→ **Directive**:
Reproduce the lines word for word, starting at the line that contains "table and record the pixel coordinates." and ending at the final line.

→ **Input for this task**:
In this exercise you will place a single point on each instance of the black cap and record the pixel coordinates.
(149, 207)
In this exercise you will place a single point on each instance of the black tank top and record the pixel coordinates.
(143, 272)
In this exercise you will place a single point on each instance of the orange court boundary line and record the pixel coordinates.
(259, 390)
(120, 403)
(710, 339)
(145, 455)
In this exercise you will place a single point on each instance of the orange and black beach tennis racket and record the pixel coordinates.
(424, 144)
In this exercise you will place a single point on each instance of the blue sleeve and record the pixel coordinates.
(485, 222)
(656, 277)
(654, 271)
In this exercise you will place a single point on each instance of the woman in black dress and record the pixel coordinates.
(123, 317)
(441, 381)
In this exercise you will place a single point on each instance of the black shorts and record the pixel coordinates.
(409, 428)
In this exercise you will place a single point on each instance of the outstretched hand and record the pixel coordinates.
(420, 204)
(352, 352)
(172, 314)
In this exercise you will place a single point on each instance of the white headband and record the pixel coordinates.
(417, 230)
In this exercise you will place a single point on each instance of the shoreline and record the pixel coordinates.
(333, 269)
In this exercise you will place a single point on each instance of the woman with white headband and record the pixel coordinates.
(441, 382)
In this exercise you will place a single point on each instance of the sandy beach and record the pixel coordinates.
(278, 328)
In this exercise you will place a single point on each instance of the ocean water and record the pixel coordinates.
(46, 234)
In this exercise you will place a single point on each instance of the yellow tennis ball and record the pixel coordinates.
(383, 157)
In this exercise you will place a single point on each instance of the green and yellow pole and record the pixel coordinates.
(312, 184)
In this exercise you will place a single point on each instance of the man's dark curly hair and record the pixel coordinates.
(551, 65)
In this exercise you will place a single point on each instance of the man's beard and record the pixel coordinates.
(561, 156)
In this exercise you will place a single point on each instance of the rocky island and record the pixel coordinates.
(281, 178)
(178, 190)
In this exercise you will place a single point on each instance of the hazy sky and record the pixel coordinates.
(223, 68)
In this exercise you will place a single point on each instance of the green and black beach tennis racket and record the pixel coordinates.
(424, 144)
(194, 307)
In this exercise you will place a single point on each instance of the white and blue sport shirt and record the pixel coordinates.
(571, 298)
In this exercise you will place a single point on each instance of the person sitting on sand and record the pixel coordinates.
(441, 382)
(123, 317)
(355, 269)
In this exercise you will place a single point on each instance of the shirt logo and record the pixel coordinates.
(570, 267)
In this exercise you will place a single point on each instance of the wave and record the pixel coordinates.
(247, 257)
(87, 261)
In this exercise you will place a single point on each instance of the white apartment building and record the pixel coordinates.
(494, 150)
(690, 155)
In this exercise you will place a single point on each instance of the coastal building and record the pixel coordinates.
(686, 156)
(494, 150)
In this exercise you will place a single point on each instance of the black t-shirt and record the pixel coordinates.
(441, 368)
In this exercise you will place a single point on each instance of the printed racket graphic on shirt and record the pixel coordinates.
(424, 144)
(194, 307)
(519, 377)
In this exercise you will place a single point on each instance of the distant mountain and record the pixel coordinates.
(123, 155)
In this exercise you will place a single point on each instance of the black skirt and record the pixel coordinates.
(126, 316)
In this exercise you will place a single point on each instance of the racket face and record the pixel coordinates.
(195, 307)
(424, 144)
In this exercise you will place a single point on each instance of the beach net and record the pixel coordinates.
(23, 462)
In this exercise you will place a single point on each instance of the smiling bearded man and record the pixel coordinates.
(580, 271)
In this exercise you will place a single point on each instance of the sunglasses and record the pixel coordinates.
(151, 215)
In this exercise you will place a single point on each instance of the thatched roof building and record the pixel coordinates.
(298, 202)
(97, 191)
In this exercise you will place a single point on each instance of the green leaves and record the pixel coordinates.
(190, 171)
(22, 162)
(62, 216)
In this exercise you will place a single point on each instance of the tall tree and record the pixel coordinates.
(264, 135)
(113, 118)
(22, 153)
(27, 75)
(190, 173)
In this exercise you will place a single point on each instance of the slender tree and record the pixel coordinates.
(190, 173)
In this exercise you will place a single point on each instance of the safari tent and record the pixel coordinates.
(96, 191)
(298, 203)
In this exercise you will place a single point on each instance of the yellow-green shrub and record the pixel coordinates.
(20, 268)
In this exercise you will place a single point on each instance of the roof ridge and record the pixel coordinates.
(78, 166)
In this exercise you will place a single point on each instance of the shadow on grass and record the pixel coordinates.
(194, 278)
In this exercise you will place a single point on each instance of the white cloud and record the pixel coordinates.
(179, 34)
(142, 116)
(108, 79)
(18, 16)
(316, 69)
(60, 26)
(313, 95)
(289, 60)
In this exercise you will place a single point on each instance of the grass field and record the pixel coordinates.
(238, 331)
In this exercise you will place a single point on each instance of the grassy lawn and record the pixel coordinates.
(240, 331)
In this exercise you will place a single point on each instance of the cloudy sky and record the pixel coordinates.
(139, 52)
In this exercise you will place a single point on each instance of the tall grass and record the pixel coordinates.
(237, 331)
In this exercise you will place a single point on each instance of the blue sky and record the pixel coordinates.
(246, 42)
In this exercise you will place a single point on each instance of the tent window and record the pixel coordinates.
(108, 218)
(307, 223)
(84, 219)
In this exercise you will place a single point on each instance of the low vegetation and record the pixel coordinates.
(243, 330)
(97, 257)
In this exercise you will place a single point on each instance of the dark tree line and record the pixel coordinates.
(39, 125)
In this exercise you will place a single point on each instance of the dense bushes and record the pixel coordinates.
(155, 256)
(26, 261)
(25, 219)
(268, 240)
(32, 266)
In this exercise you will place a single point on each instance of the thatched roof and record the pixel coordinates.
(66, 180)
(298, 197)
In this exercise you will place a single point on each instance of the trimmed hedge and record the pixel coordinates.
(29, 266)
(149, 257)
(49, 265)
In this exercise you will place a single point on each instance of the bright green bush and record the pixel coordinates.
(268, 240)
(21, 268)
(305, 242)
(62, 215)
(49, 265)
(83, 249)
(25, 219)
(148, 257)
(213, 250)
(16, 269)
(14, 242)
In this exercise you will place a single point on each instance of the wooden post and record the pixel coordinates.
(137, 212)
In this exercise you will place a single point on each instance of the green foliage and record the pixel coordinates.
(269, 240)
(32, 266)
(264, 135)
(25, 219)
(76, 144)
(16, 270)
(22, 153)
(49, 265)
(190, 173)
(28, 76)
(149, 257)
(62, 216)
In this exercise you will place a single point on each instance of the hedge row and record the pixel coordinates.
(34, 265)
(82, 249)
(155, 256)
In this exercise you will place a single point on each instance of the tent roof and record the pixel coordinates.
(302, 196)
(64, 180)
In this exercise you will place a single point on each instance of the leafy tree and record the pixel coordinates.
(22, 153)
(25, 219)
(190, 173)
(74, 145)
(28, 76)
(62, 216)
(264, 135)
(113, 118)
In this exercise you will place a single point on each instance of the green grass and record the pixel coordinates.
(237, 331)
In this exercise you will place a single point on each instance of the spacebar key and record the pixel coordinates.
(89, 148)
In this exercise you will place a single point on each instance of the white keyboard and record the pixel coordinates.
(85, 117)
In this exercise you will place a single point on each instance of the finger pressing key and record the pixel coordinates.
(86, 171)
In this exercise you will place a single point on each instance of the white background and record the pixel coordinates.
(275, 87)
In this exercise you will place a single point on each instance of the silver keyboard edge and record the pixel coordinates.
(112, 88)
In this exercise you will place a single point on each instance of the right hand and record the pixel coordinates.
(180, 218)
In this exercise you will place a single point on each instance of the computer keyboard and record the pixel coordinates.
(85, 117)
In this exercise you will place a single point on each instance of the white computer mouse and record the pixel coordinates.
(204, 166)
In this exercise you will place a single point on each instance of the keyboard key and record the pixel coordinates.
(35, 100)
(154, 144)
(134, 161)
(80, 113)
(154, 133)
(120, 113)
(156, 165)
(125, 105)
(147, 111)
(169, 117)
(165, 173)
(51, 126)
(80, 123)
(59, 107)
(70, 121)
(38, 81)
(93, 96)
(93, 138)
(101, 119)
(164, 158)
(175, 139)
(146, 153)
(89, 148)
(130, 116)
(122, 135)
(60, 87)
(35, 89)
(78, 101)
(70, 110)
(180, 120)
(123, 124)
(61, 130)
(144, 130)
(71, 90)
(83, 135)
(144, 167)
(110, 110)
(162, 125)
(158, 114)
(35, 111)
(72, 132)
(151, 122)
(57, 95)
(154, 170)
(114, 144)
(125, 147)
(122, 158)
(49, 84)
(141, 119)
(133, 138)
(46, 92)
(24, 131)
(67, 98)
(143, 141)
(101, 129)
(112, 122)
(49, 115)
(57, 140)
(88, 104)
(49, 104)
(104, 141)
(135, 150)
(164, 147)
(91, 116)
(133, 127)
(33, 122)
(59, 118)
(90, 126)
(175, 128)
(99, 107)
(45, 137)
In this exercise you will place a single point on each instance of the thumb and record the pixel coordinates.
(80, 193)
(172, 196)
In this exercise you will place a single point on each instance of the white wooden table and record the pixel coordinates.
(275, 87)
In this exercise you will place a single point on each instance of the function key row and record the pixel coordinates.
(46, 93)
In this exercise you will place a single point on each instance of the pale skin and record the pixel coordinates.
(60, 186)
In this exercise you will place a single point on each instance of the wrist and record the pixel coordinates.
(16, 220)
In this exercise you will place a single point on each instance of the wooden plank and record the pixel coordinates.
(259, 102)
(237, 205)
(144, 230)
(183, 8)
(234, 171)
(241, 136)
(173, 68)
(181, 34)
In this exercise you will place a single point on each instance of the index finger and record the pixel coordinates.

→ **Answer below**:
In this exercise you will place a single point on each instance of the white wooden table and record the pixel coordinates.
(275, 87)
In this exercise you will place a single point on each instance of the function key row and record the pixel coordinates.
(46, 93)
In this exercise you will place a single point on each instance of the pale skin and record the pixel coordinates.
(60, 186)
In this exercise you will place a single point on each instance of the wrist and record the pixel coordinates.
(16, 220)
In this exercise you will place a single point on each instance of the wooden plank and record the pixel coordinates.
(259, 102)
(237, 205)
(144, 230)
(183, 8)
(234, 171)
(241, 136)
(173, 68)
(181, 34)
In this exercise you will place a single point on each instance of the index finger and record the pixel coordinates.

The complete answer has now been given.